● **YOUR INSTRUCTIONS**
A single number is the answer here: the count of lines in the data below that include the word "ceiling".

● **Extracted records**
::::::::

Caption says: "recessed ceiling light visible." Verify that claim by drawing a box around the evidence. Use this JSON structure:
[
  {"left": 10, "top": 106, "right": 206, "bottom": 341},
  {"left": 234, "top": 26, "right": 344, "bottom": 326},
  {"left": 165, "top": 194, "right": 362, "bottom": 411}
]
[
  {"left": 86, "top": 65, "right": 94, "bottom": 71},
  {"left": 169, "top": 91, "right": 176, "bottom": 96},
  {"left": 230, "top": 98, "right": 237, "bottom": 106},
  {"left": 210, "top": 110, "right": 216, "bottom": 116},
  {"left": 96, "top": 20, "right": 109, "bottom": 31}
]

::::::::

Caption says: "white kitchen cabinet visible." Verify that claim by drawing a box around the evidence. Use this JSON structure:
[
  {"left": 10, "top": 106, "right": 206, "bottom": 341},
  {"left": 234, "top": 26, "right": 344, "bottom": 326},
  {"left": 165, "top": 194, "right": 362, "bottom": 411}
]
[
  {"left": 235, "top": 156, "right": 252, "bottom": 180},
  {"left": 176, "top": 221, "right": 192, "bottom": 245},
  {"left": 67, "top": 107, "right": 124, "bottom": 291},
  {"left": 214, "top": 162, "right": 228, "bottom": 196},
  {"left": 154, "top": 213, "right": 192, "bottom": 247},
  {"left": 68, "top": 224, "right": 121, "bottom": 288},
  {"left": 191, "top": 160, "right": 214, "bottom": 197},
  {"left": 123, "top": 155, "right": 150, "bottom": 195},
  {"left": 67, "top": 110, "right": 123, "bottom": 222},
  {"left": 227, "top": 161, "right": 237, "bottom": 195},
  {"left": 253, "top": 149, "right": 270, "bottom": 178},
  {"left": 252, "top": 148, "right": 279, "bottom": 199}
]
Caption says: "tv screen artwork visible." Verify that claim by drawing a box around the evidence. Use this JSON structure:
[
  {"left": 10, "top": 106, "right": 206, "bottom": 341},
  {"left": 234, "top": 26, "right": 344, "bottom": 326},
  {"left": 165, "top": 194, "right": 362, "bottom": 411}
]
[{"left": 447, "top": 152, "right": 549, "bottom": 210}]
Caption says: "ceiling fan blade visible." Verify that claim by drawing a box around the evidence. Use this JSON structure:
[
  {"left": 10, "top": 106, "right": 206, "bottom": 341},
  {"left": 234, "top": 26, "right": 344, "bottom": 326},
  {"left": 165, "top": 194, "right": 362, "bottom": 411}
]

::::::::

● **SOLUTION TO THE EXERCISE**
2